Aquatic Antagonists: Stingray Injury Update
Stingrays cause more sting-related injuries than any other fish. Their venom and mechanism of injury lead to painful, poor-healing wounds that often become infected. Stingray injuries are further complicated by retained barbs and foreign bodies, which also may lead to considerable morbidity. Most stingray injuries can be treated with hot water immersion, wound debridement, and prophylactic antibiotics, while some may require more extensive treatment and surgical intervention at a tertiary care center. Educating patients about avoidance strategies, such as wading through water with a shuffling gait and wearing protective leg guards, may help decrease stingray injuries.
Practice Points
- Acute pain associated with stingray injuries can be treated with hot water immersion.
- Stingray injuries are prone to secondary infection and poor wound healing.
Incidence and Characteristics
Stingrays are dorsoventrally flattened, diamond-shaped fish with light-colored ventral and dark-colored dorsal surfaces. They have strong pectoral wings that allow them to swim forward and backward and even launch off waves.3 Stingrays range in size from the palm of a human hand to 6.5 ft in width. They possess 1 or more spines (2.5 to >30 cm in length) that are disguised by much longer tails.6,7 They often are encountered accidentally because they bury themselves in the sand or mud of shallow coastal waters or rivers with only their eyes and tails exposed to fool prey and avoid predators.

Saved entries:
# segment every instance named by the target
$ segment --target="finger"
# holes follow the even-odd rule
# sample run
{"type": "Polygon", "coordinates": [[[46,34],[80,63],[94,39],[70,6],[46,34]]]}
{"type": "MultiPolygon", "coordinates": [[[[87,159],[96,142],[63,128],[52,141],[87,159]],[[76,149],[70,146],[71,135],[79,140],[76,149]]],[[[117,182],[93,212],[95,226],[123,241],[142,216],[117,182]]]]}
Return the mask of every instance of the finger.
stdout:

Activities:
1 – Copy from the stingray injury update the passage starting with "Aquatic Antagonists: Stingray" and going on through "decrease stingray injuries.".
2 – How would you render this sentence from the stingray injury update in Spanish: "Stingrays cause more sting-related injuries than any other fish."
3 – According to the stingray injury update, how can acute pain associated with stingray injuries be treated?

Answers to the exercise:
1 –
Aquatic Antagonists: Stingray Injury Update
Stingrays cause more sting-related injuries than any other fish. Their venom and mechanism of injury lead to painful, poor-healing wounds that often become infected. Stingray injuries are further complicated by retained barbs and foreign bodies, which also may lead to considerable morbidity. Most stingray injuries can be treated with hot water immersion, wound debridement, and prophylactic antibiotics, while some may require more extensive treatment and surgical intervention at a tertiary care center. Educating patients about avoidance strategies, such as wading through water with a shuffling gait and wearing protective leg guards, may help decrease stingray injuries.

2 – Las rayas causan más lesiones relacionadas con picaduras que cualquier otro pez.

3 – With hot water immersion.